◆ Problem set:
• a. Reproduce word for word the part of the post about "The Dukes of Hazzard" that starts at "OK, I admit, when" and ends at "for leaking oil.".
• b. Carry on the post about "The Dukes of Hazzard" from the point where it stops.

◆ Text provided:
################
Sunday, August 07, 2005

Rebelling against 'The Dukes of Hazzard'

“Just the good ol’ boys,
Never meanin’ no harm,
Beats all you never saw
Been in trouble with the law
Since the day the were born”
From the “Theme from The Dukes of Hazzard (Good Ol’ Boys)”
By Waylon Jennings


OK, I admit, when I was in junior high, I was a fan of the TV show “The Dukes of Hazzard.” Back then, my primary obsessions were pretty women and fact cars, because I had never experienced either. And “The Dukes of Hazzard” had both.

I mean Catherine Bach in those cut off shorts that are now known by her character’s name Oh my God. And those tied-up tops that accentuated her breasts. A boy could sprain something just watching her on that show.

Yea, the car was pretty cool too. Although I wasn’t a big Dodge Charger fan, and the fact that it was orange didn’t do much for me either. But hey, at the time I wouldn’t have kicked it out of the garage for leaking oil.

To be honest, I don’t remember much about the show. Even though I do, from time to time, break out my Sheriff Rosco P. Coltrane impersonation when I’m happy about something. I do his little tittering, half laugh half cough thing that sounds sort of like “Kew, kew, kew. I love it I love it.” Eat your heart out
James Best. Here is a link to an audio clip of Best, but it’s not quite the delivery of the line I was hoping to find, but you might get the idea.

Well, the impression doesn’t work to well in print, but trust me, I can nail it if properly inspired. Most people look at me like I’m fricking losing my mind if they are subjected to it, and truth be told, I may be.

But, I won’t be looking to relive my youth, and that crush on Daisy Duke by seeing
“The Dukes of Hazzard” movie that hit theaters over the weekend. Not that Jessica Simpson isn’t crush worthy. And it’s not that I don’t think Willie Nelson would be a good Uncle Jessie, or that Burt Reynolds wouldn’t be a hoot to see as Boss Hogg. And Johnny Knoxville might even be able to pull off Luke Duke if there are any scenes that require the character’s scrotum to be stapled to his leg (or is that a Steve-O bit?).

No, I just don’t have any desire to see the film. One reason I don’t really want to see it is because of that damned rebel battle flag painted on the hood of the car. Back when the show was on TV I didn’t have any aversion to that flag. I probably even thought it was cool. Years later, when I was in college, on my first trip to the South, I even bought one of those Confederate flags.

I was on a road trip with a friend I met on a summer job. He was from Texas, and I rode from Corvallis back to San Antonio with him at the end of the summer. We stopped in one of those tourist traps along the highway and I stocked up on some authentic Texas souvenirs, including a set of horns, a Texas flag and a rebel flag.
################
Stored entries

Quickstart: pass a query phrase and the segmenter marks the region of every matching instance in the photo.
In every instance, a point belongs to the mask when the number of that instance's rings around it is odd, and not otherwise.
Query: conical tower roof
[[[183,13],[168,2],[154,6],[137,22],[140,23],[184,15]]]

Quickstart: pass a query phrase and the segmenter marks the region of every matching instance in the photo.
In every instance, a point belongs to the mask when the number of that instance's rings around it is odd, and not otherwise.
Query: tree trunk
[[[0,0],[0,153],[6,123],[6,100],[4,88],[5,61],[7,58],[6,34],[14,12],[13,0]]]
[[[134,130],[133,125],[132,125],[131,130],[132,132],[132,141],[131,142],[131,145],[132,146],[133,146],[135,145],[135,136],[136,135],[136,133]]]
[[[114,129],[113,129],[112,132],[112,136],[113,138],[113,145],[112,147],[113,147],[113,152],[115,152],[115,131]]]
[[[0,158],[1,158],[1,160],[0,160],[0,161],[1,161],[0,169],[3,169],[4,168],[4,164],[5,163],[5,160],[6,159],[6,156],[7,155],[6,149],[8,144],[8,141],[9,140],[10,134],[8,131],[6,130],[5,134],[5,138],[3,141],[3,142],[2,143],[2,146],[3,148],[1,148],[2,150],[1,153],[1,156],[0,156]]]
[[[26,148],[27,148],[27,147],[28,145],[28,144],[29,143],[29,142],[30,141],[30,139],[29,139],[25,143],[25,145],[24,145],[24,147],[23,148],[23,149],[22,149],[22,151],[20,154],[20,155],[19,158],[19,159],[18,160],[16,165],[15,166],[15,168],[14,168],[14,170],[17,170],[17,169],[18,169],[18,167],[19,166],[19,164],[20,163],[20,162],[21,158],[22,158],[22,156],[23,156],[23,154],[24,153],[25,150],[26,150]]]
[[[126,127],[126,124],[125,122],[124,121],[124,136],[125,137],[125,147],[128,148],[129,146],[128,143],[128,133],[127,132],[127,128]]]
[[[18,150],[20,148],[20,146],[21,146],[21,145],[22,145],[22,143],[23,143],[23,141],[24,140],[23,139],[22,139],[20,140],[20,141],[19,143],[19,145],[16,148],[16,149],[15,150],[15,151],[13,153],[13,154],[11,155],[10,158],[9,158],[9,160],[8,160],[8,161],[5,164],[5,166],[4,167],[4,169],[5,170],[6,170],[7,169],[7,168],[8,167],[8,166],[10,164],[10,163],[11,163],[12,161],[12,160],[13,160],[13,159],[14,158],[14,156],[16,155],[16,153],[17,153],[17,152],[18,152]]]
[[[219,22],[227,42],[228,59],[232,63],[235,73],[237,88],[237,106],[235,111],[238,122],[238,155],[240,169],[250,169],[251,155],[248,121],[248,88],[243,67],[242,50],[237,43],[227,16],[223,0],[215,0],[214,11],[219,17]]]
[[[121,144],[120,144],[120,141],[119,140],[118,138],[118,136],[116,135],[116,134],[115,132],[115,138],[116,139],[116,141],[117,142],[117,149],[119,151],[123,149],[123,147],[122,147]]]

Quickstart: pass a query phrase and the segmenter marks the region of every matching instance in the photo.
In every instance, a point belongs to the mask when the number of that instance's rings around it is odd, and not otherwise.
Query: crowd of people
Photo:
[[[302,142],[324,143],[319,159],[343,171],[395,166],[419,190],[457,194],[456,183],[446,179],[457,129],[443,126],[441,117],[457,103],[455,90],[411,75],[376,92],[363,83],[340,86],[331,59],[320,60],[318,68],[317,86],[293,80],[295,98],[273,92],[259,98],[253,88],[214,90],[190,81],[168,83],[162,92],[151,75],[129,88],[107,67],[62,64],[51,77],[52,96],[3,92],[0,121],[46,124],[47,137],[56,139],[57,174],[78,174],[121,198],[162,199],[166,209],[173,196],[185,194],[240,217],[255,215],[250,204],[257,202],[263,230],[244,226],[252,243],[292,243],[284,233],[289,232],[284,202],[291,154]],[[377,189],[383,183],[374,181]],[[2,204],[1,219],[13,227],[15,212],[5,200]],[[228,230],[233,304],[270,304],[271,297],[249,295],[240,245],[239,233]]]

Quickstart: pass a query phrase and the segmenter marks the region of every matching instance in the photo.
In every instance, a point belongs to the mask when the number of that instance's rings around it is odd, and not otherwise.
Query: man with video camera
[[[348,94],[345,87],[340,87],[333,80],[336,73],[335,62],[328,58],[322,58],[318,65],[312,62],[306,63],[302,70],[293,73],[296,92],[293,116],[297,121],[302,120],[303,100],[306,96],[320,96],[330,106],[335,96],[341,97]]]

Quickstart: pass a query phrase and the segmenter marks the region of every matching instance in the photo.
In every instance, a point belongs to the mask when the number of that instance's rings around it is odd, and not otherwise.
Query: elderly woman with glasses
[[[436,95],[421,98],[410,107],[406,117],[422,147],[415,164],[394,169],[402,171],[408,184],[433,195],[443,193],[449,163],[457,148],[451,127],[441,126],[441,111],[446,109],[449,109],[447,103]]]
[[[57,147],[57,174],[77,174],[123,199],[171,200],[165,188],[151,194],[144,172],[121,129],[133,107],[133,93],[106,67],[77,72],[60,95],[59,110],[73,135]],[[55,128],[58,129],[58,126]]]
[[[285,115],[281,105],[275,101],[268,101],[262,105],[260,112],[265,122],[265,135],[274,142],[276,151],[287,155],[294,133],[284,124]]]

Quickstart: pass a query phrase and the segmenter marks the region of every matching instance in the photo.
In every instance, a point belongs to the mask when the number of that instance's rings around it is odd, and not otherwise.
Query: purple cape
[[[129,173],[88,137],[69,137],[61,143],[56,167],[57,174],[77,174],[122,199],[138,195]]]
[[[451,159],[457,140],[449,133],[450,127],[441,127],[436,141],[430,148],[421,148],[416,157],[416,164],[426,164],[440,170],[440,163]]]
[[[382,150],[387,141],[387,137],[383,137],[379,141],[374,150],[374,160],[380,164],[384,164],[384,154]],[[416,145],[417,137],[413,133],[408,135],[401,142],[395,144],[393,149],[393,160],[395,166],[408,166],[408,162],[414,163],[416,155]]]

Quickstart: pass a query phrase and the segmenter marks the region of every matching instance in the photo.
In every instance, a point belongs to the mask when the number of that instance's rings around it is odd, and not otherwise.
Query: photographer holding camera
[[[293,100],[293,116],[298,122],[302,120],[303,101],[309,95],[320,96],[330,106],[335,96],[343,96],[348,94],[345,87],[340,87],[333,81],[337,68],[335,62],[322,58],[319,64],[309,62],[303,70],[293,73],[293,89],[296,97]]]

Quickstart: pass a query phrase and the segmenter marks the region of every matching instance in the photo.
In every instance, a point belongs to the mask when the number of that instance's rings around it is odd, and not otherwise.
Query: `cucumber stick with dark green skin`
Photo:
################
◆ Per-task answers:
• a.
OK, I admit, when I was in junior high, I was a fan of the TV show “The Dukes of Hazzard.” Back then, my primary obsessions were pretty women and fact cars, because I had never experienced either. And “The Dukes of Hazzard” had both.

I mean Catherine Bach in those cut off shorts that are now known by her character’s name Oh my God. And those tied-up tops that accentuated her breasts. A boy could sprain something just watching her on that show.

Yea, the car was pretty cool too. Although I wasn’t a big Dodge Charger fan, and the fact that it was orange didn’t do much for me either. But hey, at the time I wouldn’t have kicked it out of the garage for leaking oil.

• b.
The friend I was riding with gave me no end of shit for buying the rebel flag. I was stunned, and obviously naïve. I didn’t know what the big deal was. I thought it was a cool symbol of the South and my visit there. He attempted to inform me that it was a racist symbol and decidedly not cool to have.

To be honest I didn’t get it. It was many years before I would get it really. I grew up in a very small, very white, town. I didn't know many people of color. What I knew I learned from TV and from the stereotypes, jokes and stories told to me by friends.

I was as naïve as the came, and a real redneck. I fit the Dukes’ demographic to a T as a kid, and far too late in to my adult years.

My not seeing this movie is no grand boycott. I haven’t seen a movie in a theater in probably about a year, maybe even longer. So, Warner Bros. won’t miss my money.

I’m just disappointed that in the year 2005 the makers of this movie would choose to paint that damn flag, which is a symbol of hate and racism no less vile than a swastika or a burning cross, on the hood of a car for yet another generation to think it is a cool thing on a cool car.

I get annoyed every time I see some jackass, particularly here in the Northwest, or even when I was in Southern California, with a rebel flag on a license plate frame or a window sticker or any other type of decoration on his car. But then, I remember myself as a young man, and how naïve I was about what that flag stood for, and I hope that perhaps it is another unenlightened soul that will someday realize that it ain’t cool to support a symbol like that.

The flag itself is not the problem. It is the racist thoughts and actions that do the harm. If nothing else, that banner can sometimes make the assholes easier to spot.

If they’re just good ol’ boys who don’t mean any harm, that’s one thing. But if the intent is to proudly proclaim their desire to return to a time and a place where people owned other people as property, or who think one race is inferior to another, then that is a problem.

Sometimes I’m proud to be a good ol’ country boy. And sometimes I’m ashamed of it. Fortunately I’ve outgrown the Dukes of Hazzard, or at the very least the flag emblazoned on the roof of the General Lee. I wish Hollywood had too.





3 comments:

Unknown said...

Today's NY Daily News Online carries a story of a black man being attacked by whites wielding a baseball bat.
The flag, in and of itself, of course, is not the problem. A lack of serious discussion with children at an early age is the problem.
Your friend gave you the first lesson; someone who had the responsibility of socializing you at an early age should have done that much sooner.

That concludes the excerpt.